• _本文抜粋_
その構図がはっきり表れているのが大阪の都心部である。東京の私鉄のターミナル駅は、大半が山手線の駅とセットのような形になっていて、山手線の内側には入り込めていない。かろうじて内側にあるのは、京成電鉄の京成上野駅、西武鉄道の池袋駅、西武新宿駅などごくわずかだ。

ところが、大阪の都心部の路線図を見ると、南海電鉄の難波駅や阪神電鉄の梅田駅、京阪電鉄の中之島・淀屋橋駅、近畿日本鉄道の大阪上本町駅など、環状線の内側に私鉄各社のターミナル駅が存在する。

東京の私鉄が山手線の内側へ入り込んでいないのに対し、大阪では大阪環状線の内側に私鉄の各路線が入り込み、梅田や難波、上本町など巨大なターミナル駅を造っているのが特徴である(画像:国土地理院の地理院地図に加筆)

• _抽出レコード_

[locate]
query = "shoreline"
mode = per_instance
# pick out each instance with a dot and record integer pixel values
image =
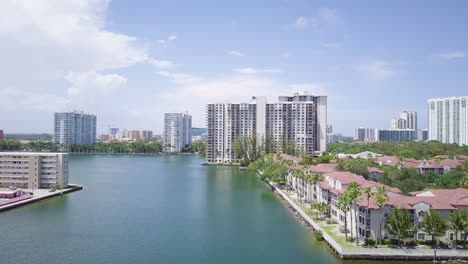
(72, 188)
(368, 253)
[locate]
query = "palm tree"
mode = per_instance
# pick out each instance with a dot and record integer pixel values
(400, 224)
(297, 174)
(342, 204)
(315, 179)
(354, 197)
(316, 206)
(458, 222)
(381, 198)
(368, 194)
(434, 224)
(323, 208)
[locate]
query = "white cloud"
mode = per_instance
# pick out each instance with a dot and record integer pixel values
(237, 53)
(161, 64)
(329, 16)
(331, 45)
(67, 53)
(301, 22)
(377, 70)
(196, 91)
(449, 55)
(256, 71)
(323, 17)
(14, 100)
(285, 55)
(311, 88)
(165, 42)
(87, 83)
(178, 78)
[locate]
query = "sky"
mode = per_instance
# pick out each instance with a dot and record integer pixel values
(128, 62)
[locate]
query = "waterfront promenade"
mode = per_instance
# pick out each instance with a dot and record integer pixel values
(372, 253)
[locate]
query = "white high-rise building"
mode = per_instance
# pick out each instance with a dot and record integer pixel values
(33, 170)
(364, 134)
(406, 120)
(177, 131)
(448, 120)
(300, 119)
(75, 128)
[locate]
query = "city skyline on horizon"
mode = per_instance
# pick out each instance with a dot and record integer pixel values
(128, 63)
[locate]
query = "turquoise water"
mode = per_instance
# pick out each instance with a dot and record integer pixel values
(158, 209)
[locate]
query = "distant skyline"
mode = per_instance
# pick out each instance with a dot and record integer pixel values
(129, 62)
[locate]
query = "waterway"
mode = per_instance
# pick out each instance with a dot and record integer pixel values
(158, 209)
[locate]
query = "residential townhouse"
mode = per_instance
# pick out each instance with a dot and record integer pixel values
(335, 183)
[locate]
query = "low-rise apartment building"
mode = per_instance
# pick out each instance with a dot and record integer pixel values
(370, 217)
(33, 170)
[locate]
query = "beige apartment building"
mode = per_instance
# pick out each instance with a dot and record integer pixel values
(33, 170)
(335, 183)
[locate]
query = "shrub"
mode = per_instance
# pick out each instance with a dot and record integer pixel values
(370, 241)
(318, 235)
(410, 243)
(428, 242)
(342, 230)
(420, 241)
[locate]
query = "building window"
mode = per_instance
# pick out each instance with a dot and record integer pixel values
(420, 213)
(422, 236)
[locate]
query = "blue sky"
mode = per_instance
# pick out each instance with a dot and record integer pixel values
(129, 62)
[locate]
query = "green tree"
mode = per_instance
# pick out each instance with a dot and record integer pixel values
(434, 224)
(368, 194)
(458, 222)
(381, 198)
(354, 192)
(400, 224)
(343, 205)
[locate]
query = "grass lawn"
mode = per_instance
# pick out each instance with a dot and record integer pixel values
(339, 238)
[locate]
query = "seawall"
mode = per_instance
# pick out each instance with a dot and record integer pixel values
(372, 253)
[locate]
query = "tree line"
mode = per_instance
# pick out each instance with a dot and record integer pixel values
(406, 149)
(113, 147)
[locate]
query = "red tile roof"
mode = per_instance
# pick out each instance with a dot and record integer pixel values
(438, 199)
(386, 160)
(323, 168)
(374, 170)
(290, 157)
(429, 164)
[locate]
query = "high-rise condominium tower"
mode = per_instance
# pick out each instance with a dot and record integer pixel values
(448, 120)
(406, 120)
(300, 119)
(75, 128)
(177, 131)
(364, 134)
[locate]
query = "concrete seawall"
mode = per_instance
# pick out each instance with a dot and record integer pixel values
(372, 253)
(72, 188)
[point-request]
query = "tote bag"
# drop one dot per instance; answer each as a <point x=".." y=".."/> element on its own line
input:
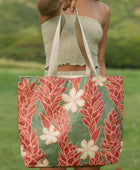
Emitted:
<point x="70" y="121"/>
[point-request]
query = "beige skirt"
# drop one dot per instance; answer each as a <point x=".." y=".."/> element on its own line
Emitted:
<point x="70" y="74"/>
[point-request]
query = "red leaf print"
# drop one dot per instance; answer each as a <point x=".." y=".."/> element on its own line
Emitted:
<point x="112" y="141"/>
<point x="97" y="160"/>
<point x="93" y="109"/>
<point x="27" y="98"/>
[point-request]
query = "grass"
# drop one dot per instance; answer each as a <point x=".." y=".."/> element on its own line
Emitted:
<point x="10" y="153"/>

• _やること_
本文抜粋で、東京の山手線の内側にある私鉄のターミナル駅として挙げられているのはどの駅ですか？

• _回答_
京成電鉄の京成上野駅、西武鉄道の池袋駅、西武新宿駅です。